## Objective
Count the lines of the data below that contain the string "windshield" and give only that number.

## Record list
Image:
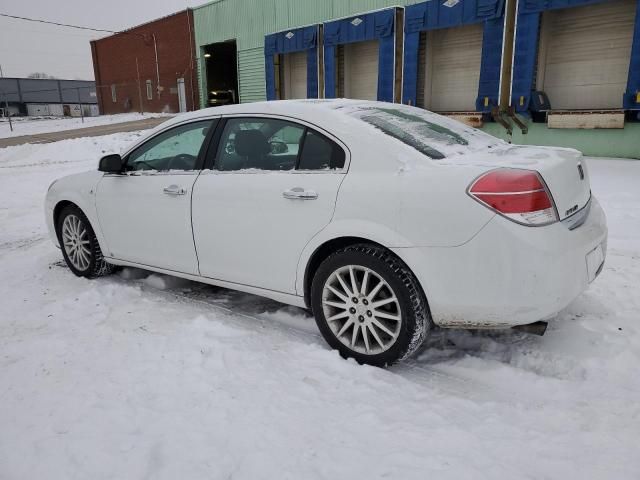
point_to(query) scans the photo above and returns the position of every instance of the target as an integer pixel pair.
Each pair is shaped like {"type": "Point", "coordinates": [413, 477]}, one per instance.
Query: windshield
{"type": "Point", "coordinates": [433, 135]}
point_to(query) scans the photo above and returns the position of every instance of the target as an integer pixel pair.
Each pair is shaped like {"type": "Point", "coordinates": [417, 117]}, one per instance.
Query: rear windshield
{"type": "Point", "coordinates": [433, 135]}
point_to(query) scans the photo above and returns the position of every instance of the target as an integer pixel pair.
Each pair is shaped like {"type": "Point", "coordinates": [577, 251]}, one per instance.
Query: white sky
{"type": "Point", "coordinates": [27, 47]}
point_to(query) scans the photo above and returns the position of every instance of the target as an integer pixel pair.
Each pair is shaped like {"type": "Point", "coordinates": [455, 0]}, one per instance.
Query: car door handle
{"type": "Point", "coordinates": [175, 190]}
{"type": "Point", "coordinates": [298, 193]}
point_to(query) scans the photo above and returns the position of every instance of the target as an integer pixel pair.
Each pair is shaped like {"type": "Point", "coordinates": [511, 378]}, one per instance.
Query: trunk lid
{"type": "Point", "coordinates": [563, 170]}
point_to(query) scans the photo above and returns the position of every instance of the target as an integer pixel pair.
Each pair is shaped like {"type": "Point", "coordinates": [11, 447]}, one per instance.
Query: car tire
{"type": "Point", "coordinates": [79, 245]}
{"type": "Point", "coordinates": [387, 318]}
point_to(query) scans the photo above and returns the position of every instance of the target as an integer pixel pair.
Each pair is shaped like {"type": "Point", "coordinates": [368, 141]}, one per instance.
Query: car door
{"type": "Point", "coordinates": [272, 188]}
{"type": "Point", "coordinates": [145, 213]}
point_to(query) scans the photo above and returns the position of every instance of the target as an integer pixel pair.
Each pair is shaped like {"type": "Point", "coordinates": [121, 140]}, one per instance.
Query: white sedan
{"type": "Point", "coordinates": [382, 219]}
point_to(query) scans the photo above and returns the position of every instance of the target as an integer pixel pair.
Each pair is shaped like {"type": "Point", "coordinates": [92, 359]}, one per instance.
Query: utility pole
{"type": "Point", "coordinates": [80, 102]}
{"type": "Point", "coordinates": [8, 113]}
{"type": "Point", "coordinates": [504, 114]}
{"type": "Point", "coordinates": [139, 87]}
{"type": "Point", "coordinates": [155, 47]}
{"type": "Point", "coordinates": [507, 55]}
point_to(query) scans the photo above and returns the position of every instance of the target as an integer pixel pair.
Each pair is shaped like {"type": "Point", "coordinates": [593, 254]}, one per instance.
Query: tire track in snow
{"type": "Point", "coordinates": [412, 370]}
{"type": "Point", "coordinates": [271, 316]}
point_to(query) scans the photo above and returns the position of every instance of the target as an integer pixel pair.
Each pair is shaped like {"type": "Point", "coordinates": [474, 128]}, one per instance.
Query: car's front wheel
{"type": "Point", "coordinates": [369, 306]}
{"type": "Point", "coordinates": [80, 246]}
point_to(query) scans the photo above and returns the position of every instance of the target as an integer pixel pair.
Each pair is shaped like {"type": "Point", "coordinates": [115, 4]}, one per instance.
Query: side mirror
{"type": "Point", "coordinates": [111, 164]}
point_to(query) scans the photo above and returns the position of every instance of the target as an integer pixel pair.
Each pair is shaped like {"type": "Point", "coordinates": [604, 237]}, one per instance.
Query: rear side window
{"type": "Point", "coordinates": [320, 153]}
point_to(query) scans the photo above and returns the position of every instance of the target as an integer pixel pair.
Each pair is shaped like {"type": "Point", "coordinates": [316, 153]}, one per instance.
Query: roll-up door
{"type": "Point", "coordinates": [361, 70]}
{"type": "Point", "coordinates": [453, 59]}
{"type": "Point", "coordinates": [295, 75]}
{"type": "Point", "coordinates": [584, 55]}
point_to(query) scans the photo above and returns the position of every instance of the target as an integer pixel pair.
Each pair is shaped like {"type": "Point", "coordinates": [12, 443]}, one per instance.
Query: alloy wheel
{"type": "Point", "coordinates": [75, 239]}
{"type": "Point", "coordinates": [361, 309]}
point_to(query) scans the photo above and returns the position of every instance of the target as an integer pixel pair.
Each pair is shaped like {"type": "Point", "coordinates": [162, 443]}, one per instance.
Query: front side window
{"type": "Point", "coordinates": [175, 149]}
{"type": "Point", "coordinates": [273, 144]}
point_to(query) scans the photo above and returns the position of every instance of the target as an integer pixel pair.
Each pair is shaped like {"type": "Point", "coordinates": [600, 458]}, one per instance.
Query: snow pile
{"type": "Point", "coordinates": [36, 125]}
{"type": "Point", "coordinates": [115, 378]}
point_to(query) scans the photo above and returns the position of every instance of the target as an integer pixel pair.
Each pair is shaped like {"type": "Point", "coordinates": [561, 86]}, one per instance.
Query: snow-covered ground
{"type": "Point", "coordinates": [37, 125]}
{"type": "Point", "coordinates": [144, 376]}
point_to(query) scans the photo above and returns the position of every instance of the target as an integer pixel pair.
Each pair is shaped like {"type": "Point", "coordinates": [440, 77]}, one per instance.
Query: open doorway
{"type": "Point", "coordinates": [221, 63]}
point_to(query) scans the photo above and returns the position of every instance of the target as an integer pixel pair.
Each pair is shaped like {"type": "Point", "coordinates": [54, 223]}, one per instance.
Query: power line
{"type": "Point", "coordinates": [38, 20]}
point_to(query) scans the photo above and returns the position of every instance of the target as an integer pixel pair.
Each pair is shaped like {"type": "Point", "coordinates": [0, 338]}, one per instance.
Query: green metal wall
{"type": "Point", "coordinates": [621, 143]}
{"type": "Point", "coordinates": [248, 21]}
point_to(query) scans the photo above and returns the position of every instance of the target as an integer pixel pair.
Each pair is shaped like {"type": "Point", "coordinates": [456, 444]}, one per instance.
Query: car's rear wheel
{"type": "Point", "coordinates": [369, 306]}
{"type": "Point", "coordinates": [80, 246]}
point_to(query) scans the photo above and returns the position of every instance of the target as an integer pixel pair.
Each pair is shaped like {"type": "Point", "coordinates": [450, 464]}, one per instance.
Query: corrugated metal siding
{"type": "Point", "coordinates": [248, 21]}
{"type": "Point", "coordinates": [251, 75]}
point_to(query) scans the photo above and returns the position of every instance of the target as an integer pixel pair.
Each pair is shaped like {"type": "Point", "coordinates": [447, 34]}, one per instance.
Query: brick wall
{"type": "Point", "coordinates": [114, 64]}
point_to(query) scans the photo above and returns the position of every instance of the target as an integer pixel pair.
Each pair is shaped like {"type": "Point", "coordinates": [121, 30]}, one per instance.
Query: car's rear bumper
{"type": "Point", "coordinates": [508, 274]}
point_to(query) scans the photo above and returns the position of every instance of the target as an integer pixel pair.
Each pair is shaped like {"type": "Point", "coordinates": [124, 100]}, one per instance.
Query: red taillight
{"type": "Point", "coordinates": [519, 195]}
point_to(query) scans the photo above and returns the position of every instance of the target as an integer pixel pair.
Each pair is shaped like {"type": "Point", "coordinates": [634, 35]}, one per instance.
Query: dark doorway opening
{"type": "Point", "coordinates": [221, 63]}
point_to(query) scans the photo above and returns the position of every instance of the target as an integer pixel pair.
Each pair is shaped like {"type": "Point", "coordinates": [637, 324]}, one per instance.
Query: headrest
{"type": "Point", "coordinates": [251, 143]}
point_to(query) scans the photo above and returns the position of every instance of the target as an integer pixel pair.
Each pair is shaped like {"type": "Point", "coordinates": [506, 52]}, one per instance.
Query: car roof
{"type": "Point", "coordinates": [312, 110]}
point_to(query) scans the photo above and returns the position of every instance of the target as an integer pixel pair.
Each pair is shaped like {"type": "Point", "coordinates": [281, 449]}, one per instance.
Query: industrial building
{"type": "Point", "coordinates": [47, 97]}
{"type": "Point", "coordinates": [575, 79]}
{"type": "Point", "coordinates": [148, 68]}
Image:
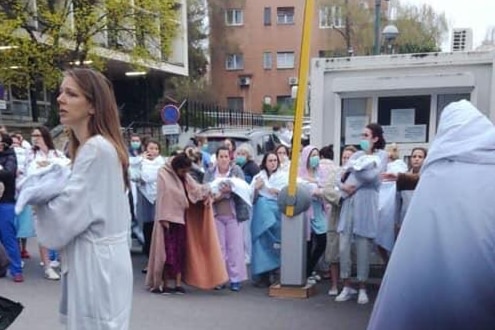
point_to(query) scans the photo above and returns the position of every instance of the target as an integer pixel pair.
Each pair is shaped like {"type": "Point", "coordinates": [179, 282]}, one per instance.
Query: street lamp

## Task response
2